▸ **Material shown**:
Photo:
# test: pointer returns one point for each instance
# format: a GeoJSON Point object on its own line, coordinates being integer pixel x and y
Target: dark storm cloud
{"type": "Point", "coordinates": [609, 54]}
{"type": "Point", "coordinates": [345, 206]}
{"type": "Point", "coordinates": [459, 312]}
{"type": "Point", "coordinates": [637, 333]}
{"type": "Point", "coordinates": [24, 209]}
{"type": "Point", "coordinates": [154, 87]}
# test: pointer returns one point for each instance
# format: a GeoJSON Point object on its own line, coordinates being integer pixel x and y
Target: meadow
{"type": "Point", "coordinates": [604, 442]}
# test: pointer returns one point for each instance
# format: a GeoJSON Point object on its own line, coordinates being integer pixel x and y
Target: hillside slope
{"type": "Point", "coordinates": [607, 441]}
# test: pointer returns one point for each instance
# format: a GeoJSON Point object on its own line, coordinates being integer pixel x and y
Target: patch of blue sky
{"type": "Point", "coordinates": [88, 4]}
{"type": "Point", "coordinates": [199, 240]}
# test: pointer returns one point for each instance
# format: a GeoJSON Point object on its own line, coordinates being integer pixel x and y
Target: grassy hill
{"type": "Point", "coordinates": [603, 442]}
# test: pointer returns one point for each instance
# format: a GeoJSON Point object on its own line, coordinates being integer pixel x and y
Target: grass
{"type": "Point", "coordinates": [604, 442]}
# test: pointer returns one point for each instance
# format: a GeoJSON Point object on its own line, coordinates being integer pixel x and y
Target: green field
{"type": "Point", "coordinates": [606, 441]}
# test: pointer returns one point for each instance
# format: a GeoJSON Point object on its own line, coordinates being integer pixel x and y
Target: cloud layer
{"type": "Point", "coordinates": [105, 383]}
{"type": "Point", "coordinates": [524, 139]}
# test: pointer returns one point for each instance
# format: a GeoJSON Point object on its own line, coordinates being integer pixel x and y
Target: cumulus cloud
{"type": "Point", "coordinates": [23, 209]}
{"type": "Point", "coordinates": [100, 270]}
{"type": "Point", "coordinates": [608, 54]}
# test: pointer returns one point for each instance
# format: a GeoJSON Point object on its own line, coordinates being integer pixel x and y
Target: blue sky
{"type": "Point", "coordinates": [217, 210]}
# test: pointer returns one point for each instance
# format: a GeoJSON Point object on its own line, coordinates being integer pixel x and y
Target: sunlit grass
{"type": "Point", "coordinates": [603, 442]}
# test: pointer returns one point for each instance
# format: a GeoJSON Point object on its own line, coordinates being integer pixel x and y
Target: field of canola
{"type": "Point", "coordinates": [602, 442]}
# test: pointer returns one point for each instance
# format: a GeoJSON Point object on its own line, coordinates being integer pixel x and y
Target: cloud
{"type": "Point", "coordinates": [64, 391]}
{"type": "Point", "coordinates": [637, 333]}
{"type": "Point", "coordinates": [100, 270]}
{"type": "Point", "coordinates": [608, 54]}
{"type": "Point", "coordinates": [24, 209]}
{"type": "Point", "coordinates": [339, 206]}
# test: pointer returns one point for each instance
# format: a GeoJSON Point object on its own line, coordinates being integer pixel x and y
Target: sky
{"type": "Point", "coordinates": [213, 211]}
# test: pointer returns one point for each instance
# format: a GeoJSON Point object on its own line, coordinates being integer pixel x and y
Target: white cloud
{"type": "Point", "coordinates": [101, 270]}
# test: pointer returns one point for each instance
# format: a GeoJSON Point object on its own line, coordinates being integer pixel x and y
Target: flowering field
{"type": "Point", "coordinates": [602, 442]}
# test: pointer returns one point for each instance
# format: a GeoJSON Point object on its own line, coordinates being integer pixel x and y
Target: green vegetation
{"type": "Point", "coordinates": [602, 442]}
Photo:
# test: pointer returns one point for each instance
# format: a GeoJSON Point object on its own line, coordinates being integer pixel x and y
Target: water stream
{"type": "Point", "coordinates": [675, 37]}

▸ **Directive**:
Transcribe all lines as written.

▸ **Output for this exercise**:
Photo:
# test: pointer returns one point for each instance
# format: a GeoJSON Point object on its own line, coordinates being integer pixel x and y
Target: dark storm cloud
{"type": "Point", "coordinates": [609, 54]}
{"type": "Point", "coordinates": [345, 206]}
{"type": "Point", "coordinates": [459, 312]}
{"type": "Point", "coordinates": [637, 333]}
{"type": "Point", "coordinates": [24, 209]}
{"type": "Point", "coordinates": [154, 87]}
# test: pointer returns one point for each instance
# format: a GeoJSON Point object on its own line, coordinates being integer pixel x and y
Target: meadow
{"type": "Point", "coordinates": [604, 442]}
# test: pointer returns one point for each instance
# format: a GeoJSON Point object on its own line, coordinates being integer pixel x and y
Target: hillside slope
{"type": "Point", "coordinates": [607, 441]}
# test: pointer returns one point for each instance
# format: a GeoJSON Point object on its own line, coordinates being integer pixel x and y
Target: patch of blue sky
{"type": "Point", "coordinates": [88, 4]}
{"type": "Point", "coordinates": [199, 240]}
# test: pointer returns one point for each instance
# format: a GeoJSON Point object on its own line, coordinates being integer pixel x and y
Target: grassy hill
{"type": "Point", "coordinates": [603, 442]}
# test: pointer returns one point for each instance
# format: a GeoJSON Point object on its own line, coordinates being integer pixel x and y
Target: grass
{"type": "Point", "coordinates": [604, 442]}
# test: pointer returns one point for each instance
# format: a GeoJSON Point object on its own line, coordinates being integer pixel x and y
Target: green field
{"type": "Point", "coordinates": [606, 441]}
# test: pointer returns one point for each instance
# format: a GeoJSON Point object on its own line, coordinates being integer pixel x and y
Target: cloud layer
{"type": "Point", "coordinates": [105, 383]}
{"type": "Point", "coordinates": [524, 139]}
# test: pointer returns one point for each instance
# format: a GeoJSON Point object on its own line, coordinates being integer pixel x and y
Target: cumulus cloud
{"type": "Point", "coordinates": [23, 209]}
{"type": "Point", "coordinates": [100, 270]}
{"type": "Point", "coordinates": [608, 54]}
# test: pointer returns one point for each instance
# format: a GeoJSON Point object on its own line, coordinates being integer pixel x and y
Target: blue sky
{"type": "Point", "coordinates": [217, 210]}
# test: pointer returns one point for each instance
# format: a GeoJSON Point object on its own line, coordinates being integer pixel x and y
Target: sunlit grass
{"type": "Point", "coordinates": [603, 442]}
# test: pointer returns one point for each instance
# format: a GeoJSON Point object on its own line, coordinates being integer pixel x and y
Target: field of canola
{"type": "Point", "coordinates": [602, 442]}
# test: pointer returns one point for each instance
# format: a GeoJSON Point object on its own line, coordinates being integer pixel x and y
Target: cloud
{"type": "Point", "coordinates": [64, 391]}
{"type": "Point", "coordinates": [637, 333]}
{"type": "Point", "coordinates": [100, 270]}
{"type": "Point", "coordinates": [608, 54]}
{"type": "Point", "coordinates": [24, 209]}
{"type": "Point", "coordinates": [339, 206]}
# test: pointer returns one point for each instance
# format: a GeoJSON Point object on its own line, coordinates being integer pixel x and y
Target: sky
{"type": "Point", "coordinates": [213, 211]}
# test: pointer returns one point for each instance
# format: a GeoJSON Point object on its own line, coordinates being integer pixel x and y
Target: white cloud
{"type": "Point", "coordinates": [101, 270]}
# test: pointer returns one point for each instance
# format: a GeoJSON Point object on its own line, coordinates being integer pixel x and y
Target: flowering field
{"type": "Point", "coordinates": [602, 442]}
# test: pointer returns one point for each instance
# format: a GeoJSON Point object on its own line, coordinates being integer pixel x and y
Target: green vegetation
{"type": "Point", "coordinates": [602, 442]}
Photo:
# test: pointer returns one point for each instance
# format: a GeoJSON Point object on its own line, coordinates being integer pixel x and y
Target: water stream
{"type": "Point", "coordinates": [675, 37]}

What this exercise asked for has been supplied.